What you will do: Beginning with the line containing "Mark the chicken" and ending with the last line, repeat the records exactly.

Supplied records:
*****
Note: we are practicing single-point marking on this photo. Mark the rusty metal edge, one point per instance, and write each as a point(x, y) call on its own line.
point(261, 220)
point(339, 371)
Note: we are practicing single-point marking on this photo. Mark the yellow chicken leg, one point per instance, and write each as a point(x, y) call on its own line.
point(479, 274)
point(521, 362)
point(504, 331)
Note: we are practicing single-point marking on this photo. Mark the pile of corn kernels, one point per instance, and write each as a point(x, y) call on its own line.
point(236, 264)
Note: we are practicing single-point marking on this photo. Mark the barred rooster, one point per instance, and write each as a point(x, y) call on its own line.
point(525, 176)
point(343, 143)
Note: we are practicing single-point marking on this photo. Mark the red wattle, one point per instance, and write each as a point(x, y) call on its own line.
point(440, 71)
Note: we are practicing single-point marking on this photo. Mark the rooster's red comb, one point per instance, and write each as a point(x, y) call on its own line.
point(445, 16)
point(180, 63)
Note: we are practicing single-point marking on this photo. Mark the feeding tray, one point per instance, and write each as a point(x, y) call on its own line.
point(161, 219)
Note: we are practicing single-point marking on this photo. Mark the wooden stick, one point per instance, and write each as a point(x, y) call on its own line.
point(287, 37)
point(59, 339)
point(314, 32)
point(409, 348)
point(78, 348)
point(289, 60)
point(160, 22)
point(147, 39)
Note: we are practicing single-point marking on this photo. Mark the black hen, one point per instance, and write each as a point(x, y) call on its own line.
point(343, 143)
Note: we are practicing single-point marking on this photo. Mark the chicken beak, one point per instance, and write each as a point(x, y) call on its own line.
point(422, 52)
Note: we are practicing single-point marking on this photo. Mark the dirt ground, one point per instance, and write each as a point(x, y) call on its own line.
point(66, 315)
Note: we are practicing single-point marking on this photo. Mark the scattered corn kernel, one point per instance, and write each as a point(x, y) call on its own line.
*****
Response:
Note: we are practicing single-point marking on this photo. Mark the chicken beak, one point per instance, and write each as a point(x, y) call on its own line.
point(422, 52)
Note: we are practicing single-point marking on this photo. Mark the dirt ground, one point per instance, and write each as a point(x, y) call on its own line.
point(66, 315)
Note: we are practicing single-point marking on this photo. Mark the scattered corn kernel, one point per instance, and write each as a point(x, y) call on its own line.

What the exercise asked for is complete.